### What you are asked to do
Retype, word for word, each line between the lines holding "Target: wooden railing" and "Target: blue sky", inclusive, and leave the rest of the data alone.

##### Data for the task

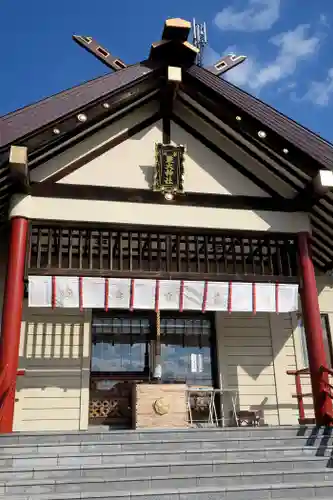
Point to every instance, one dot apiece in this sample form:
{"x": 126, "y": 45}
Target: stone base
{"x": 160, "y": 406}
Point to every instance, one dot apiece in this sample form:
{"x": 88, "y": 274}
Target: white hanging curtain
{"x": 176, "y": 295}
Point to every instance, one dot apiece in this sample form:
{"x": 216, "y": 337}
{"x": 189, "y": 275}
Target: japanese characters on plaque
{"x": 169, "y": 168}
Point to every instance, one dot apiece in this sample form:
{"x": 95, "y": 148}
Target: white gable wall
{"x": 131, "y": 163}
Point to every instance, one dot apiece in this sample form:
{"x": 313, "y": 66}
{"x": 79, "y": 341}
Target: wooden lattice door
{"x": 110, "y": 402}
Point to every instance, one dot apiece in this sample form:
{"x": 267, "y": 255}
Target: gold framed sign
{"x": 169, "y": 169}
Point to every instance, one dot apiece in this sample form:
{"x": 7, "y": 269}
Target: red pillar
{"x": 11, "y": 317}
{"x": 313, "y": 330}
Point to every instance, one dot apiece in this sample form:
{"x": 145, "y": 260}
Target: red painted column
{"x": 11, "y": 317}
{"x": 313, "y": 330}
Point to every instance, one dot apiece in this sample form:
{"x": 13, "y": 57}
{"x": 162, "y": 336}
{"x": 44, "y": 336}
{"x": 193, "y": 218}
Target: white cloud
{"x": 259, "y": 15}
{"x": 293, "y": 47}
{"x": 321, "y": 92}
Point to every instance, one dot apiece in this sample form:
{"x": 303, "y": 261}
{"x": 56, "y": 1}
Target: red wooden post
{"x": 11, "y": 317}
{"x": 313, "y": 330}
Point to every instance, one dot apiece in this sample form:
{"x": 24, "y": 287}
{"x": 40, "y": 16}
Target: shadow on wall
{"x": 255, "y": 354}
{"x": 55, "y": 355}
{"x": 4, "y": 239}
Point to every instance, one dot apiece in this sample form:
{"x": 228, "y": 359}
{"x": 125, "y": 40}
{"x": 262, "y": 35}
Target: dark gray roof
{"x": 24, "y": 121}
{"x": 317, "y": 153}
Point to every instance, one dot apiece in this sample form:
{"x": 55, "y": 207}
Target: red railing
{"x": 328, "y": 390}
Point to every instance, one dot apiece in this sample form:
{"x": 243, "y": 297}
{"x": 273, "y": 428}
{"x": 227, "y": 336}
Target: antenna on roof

##########
##### Data for the task

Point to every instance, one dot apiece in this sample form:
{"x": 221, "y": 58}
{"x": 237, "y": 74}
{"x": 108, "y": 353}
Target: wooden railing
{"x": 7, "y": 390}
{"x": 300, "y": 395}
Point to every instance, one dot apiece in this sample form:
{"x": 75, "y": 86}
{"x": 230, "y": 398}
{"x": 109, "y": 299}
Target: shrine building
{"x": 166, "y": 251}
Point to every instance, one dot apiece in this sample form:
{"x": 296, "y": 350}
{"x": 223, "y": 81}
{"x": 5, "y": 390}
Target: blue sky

##########
##### Data for the task

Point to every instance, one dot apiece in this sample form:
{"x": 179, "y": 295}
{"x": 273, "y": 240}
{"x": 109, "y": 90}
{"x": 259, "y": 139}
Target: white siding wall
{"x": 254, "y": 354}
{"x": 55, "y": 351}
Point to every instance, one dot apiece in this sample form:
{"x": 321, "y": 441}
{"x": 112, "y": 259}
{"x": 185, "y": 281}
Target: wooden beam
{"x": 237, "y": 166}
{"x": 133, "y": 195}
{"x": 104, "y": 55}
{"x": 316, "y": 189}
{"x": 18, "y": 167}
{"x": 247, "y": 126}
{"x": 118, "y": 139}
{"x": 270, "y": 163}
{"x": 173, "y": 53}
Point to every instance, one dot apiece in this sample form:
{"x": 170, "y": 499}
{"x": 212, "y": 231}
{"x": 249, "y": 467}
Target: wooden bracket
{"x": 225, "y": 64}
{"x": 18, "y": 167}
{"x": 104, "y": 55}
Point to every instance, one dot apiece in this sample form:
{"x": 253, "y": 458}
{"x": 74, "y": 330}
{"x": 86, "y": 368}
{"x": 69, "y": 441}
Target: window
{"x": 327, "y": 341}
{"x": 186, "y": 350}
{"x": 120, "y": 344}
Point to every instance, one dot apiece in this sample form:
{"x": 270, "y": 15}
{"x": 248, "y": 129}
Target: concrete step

##########

### Task solution
Target: wooden railing
{"x": 7, "y": 390}
{"x": 300, "y": 395}
Point to every instance, one dot apiece in this sample form:
{"x": 75, "y": 86}
{"x": 230, "y": 398}
{"x": 109, "y": 299}
Target: shrine building
{"x": 166, "y": 251}
Point to every instance, one dot apiece in this sample form:
{"x": 296, "y": 350}
{"x": 223, "y": 81}
{"x": 5, "y": 390}
Target: blue sky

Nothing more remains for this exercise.